WHAT THE TASK REQUIRES: Copy the records from the start through the line containing "205;441;302;466", requests included, reducing every bounding-box coordinate in the answers by 27 and leaving the pictures out.

^^^^

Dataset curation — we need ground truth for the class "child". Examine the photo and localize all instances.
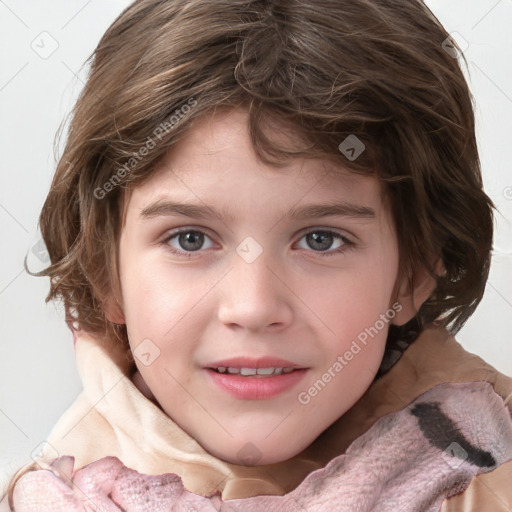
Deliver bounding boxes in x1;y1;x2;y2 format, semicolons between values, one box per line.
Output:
2;0;512;512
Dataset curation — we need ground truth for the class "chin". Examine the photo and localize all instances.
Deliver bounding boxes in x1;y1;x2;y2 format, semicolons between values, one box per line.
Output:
205;441;302;466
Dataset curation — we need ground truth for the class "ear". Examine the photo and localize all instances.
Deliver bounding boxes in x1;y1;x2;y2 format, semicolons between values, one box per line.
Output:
392;258;444;325
103;293;126;325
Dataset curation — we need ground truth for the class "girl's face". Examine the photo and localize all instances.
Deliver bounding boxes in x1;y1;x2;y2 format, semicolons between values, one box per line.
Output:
115;110;403;464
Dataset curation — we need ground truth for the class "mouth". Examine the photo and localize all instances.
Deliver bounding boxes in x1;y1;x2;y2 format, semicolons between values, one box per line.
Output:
209;366;296;377
204;357;308;400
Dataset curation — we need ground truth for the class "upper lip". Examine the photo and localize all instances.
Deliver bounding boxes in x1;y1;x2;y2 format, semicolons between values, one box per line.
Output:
205;356;304;368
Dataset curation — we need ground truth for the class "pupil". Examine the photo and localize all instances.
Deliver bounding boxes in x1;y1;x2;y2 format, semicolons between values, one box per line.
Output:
308;231;333;251
179;231;204;251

^^^^

FINISHED ANSWER:
Dataset curation — we need ground truth for the class "child". Examine the photo and localize all instances.
Deliver bounding boxes in x1;y1;x2;y2 format, semicolons between values, one box per line.
Output:
-25;-27;485;485
Dataset curation — we need ground truth for the class "chin". Examine the photo and localize all instances.
Deliver bounding boxes in x1;y1;x2;y2 format, semicolons between values, one box per line.
Output:
178;414;275;439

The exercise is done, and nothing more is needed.